▸ Exercise
Pick out each line in the entries below that contains the word "jacket" and copy it.

▸ Data shown
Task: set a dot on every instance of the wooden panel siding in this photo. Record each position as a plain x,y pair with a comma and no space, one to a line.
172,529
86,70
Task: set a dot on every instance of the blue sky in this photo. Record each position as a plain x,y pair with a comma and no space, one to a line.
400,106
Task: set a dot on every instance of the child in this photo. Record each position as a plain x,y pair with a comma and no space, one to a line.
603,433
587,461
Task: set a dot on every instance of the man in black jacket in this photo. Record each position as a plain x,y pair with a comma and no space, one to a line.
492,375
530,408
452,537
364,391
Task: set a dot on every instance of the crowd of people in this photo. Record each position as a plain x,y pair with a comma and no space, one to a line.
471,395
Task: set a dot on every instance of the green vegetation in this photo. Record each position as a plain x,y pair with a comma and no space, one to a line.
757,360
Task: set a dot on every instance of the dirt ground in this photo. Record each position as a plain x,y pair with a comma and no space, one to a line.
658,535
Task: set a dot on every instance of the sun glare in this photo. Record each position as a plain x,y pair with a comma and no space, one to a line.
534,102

==

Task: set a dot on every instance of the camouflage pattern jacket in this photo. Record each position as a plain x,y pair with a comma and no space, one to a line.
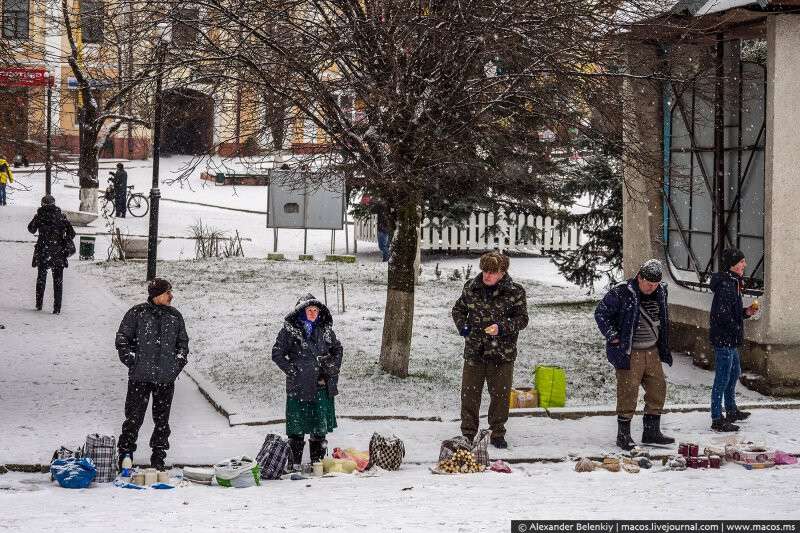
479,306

▸ Solution to the problem
Task: set a dot on every instance of the man in black jacket in this photo. Record each position as a plain x,y pair with a comma and no space, one to a line.
Task: set a dot on every instance of the camouflage pattern jacket in this photo. Record each position as a plain x,y pair with a comma and no space, one to a line.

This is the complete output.